··· DATA SHOWN

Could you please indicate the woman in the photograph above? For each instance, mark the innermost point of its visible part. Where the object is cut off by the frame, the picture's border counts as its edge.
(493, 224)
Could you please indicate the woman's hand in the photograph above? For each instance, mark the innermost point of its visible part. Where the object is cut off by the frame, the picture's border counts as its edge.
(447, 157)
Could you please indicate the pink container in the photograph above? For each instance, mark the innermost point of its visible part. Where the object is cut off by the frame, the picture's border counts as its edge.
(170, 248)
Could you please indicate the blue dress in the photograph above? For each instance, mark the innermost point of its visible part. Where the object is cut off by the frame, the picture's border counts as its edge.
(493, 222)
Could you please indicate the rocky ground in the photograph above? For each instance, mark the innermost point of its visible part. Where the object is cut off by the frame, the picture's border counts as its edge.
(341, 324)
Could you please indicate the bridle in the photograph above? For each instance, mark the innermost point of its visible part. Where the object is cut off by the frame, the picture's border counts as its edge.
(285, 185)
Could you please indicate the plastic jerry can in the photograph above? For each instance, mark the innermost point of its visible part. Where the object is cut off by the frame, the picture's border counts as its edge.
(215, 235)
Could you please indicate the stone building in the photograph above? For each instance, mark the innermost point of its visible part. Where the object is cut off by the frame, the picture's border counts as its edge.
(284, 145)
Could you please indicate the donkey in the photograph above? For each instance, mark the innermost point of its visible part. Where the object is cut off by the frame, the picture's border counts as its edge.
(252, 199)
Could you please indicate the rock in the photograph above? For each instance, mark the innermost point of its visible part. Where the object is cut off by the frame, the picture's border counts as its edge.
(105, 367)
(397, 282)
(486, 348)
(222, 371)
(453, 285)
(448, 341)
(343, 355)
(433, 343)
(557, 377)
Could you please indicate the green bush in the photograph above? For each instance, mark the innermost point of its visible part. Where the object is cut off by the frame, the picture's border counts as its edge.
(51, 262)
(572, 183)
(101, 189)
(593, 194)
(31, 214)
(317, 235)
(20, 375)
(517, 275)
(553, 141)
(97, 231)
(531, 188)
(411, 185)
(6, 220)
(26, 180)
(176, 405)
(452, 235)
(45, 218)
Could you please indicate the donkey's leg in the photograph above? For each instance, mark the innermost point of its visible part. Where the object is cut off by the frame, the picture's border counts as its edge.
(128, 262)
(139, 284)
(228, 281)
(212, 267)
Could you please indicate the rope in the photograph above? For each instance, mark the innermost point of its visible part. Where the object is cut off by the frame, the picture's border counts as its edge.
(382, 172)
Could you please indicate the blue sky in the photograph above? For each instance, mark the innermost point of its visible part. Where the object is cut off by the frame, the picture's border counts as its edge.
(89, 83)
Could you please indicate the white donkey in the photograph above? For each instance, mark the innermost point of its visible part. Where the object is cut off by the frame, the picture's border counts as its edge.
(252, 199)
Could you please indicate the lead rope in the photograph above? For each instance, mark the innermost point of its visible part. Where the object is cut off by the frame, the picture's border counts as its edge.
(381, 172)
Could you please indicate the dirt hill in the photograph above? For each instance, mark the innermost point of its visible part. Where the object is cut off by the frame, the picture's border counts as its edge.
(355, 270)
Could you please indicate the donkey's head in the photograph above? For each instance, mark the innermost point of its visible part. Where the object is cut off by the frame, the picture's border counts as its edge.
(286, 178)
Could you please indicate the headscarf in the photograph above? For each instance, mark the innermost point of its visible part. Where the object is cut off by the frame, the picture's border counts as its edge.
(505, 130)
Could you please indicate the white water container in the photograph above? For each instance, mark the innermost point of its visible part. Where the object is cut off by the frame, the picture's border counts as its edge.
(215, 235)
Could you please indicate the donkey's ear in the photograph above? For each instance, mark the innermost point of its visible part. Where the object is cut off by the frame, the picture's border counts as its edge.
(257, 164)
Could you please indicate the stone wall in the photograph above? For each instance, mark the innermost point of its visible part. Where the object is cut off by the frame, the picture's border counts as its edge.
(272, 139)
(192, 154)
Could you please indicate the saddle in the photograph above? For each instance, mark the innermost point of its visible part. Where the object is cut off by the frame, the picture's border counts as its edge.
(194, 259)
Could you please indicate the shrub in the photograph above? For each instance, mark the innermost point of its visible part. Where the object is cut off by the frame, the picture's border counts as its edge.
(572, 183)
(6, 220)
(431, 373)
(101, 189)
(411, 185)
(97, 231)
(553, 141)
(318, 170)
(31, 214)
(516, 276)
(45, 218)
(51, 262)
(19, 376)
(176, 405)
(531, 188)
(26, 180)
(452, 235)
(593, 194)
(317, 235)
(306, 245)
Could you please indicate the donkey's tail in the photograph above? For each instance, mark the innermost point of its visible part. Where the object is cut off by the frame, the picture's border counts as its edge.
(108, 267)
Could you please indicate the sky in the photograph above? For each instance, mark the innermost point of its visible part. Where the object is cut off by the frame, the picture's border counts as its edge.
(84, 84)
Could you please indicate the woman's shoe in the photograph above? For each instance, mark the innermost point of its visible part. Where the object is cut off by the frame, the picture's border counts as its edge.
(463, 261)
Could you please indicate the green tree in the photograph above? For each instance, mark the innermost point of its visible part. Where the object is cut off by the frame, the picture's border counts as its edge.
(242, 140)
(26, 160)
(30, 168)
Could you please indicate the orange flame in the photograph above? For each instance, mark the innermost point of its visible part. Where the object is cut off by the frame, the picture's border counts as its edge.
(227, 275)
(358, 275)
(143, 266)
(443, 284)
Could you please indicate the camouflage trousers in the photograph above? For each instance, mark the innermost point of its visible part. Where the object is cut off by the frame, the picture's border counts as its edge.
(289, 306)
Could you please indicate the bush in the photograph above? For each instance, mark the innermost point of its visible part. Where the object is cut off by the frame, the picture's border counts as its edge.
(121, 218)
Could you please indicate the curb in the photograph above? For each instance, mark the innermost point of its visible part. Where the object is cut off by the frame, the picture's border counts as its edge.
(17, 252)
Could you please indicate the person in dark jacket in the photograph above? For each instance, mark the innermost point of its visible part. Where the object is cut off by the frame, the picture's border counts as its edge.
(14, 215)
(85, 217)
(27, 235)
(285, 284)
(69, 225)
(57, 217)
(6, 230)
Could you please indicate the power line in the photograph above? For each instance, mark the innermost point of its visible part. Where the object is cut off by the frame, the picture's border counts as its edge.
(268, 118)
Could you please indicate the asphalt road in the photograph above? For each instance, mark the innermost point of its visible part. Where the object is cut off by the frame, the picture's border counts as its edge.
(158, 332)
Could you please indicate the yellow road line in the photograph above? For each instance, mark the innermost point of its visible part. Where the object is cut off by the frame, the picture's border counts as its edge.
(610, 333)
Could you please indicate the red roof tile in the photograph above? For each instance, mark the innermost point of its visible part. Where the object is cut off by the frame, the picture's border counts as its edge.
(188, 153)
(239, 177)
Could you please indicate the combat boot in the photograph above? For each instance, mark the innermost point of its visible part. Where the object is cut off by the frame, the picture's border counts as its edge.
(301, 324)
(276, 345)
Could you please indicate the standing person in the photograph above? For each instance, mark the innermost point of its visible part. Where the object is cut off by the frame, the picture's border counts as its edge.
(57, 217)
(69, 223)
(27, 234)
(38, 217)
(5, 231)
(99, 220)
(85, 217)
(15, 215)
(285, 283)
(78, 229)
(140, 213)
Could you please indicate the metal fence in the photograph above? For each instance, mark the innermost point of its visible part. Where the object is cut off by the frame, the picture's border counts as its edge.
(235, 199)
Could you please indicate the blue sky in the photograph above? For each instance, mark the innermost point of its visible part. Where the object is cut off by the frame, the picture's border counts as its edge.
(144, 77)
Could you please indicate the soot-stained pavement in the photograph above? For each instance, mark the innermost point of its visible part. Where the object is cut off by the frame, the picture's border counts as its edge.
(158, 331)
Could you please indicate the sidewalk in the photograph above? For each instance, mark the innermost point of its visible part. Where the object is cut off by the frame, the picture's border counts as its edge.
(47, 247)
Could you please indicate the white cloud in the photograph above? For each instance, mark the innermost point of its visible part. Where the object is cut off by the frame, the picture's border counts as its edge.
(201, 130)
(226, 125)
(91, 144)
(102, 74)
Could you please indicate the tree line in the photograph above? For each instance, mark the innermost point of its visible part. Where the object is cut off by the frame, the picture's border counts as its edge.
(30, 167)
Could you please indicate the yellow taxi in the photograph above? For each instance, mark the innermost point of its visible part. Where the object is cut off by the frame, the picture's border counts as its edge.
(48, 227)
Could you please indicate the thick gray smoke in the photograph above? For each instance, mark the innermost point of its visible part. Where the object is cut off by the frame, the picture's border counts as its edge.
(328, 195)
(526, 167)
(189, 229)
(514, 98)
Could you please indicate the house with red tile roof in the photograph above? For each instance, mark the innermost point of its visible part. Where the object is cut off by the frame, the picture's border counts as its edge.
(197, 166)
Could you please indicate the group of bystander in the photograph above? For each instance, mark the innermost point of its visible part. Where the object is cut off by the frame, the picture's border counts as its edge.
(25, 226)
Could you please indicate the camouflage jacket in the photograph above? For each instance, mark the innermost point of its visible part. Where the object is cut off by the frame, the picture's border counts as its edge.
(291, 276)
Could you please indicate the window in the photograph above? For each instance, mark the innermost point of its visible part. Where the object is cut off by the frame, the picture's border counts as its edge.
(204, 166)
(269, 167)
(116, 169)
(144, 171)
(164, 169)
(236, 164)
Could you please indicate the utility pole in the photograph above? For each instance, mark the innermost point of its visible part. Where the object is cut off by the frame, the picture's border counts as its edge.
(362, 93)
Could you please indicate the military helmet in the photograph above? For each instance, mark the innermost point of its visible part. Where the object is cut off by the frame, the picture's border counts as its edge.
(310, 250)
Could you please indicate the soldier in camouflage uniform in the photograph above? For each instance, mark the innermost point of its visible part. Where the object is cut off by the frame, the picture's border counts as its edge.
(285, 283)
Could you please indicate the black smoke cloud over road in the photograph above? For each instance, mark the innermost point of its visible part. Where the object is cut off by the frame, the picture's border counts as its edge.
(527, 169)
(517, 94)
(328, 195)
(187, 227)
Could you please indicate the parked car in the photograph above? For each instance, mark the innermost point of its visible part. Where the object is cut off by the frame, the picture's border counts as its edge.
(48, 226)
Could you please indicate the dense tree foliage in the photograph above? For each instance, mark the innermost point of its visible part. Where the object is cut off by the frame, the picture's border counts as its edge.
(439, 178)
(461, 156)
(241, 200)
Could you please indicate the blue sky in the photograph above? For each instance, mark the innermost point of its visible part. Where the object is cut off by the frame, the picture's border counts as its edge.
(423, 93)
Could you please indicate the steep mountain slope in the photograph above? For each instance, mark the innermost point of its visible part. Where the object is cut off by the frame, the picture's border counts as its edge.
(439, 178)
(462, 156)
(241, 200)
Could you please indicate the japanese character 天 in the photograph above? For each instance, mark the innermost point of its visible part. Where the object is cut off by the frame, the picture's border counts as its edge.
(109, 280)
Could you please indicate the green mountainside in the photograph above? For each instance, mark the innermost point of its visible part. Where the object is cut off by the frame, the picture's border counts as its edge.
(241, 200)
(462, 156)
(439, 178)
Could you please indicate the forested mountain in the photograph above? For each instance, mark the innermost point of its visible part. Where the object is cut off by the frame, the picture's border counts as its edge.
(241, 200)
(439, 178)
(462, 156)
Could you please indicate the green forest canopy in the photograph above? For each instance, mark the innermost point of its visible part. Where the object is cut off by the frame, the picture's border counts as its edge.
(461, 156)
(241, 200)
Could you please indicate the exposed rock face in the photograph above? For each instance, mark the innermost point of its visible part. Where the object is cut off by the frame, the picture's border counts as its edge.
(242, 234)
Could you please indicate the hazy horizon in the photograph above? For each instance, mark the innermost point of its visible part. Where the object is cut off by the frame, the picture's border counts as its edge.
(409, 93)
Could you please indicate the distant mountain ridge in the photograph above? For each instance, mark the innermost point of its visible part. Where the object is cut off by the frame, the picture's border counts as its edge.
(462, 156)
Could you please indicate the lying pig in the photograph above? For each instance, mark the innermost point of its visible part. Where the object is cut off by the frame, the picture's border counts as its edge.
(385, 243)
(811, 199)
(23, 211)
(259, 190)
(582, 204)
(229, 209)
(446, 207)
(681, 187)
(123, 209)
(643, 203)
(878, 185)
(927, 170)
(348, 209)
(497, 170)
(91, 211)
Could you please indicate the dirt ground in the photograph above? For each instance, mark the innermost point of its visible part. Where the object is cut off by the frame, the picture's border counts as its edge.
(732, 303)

······

**WHAT TO WORK ON:**
Reproduce exactly, with nothing added, the lines from the one that contains "Could you please indicate the distant" to the end of the data.

**ANSWER:**
Could you please indicate the distant mountain ridge in the photograph above? For each instance, mark the innermost point of its visible part. Where the object is cut off by the frame, the picture's border counts as its edge.
(462, 156)
Could you please indicate the lying pig in the photograph above? For each instance, mark the innermost point of its visible part. Where the object is cut off by the frame, the picture's border counts as its edge.
(385, 243)
(811, 199)
(23, 211)
(259, 190)
(582, 204)
(229, 209)
(446, 207)
(681, 187)
(123, 209)
(643, 203)
(878, 185)
(927, 170)
(348, 209)
(497, 170)
(91, 211)
Could you please indicate the dirt ground in the photograph above? For each instance, mark the innermost point of its visible part. Where the object is cut off by the frame, the picture's border counts as its edge.
(732, 303)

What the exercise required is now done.